▶ _Given exercise_
Can you extract, word for word, every line of the listing from the one containing "Would you mind marking the white pillow" down to the end of the listing, with both ends included?

** begin Records **

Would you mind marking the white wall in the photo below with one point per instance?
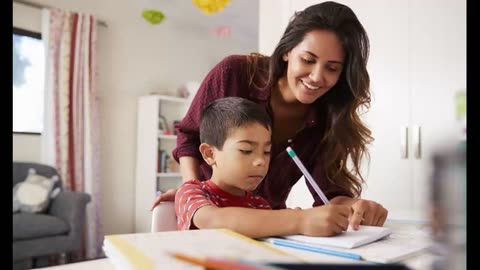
(26, 147)
(135, 58)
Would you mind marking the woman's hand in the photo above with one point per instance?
(367, 212)
(325, 220)
(169, 195)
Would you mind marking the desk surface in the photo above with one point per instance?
(420, 262)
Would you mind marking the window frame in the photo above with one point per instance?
(32, 34)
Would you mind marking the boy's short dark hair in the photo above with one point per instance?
(219, 117)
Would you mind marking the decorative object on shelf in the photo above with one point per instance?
(210, 7)
(221, 31)
(461, 108)
(153, 16)
(174, 125)
(172, 165)
(188, 89)
(163, 125)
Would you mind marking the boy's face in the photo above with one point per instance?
(243, 162)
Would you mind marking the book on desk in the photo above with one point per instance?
(154, 250)
(369, 243)
(148, 251)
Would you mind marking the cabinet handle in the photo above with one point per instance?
(404, 142)
(417, 142)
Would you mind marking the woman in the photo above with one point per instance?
(312, 86)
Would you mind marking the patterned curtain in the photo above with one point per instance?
(70, 141)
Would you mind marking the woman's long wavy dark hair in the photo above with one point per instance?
(345, 136)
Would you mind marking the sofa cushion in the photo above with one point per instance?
(28, 226)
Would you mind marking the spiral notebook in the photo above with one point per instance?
(373, 244)
(348, 239)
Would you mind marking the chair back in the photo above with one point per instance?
(164, 217)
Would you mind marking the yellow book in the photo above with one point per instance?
(149, 251)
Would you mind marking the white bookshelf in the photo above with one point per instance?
(149, 140)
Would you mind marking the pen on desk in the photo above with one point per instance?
(292, 244)
(220, 264)
(307, 175)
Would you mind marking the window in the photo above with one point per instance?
(28, 81)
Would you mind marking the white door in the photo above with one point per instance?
(437, 71)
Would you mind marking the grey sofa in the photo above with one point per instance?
(57, 231)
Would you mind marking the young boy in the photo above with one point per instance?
(235, 136)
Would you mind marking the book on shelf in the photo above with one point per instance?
(148, 251)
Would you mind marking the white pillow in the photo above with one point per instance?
(33, 195)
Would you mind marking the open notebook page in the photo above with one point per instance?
(348, 239)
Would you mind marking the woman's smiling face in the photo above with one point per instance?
(314, 66)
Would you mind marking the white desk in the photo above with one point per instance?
(422, 261)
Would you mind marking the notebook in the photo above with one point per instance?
(399, 245)
(349, 239)
(149, 251)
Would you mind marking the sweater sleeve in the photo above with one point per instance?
(221, 81)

** end Records **

▶ _Exercise answer_
Would you mind marking the white pillow in the photo above with one point per instance?
(33, 195)
Would you mind marking the open notebook page in the photo above with one point per instance?
(348, 239)
Would you mind marking the woman's smiling face in the photo above with one point per instance?
(314, 66)
Would you mind marking the white desk in the photo above with one point per instance?
(422, 261)
Would you mind marking the notebook in the photo above with one point per instance?
(399, 245)
(349, 239)
(149, 251)
Would you mind marking the sweater sleeve in the photo above with one point per instance?
(221, 81)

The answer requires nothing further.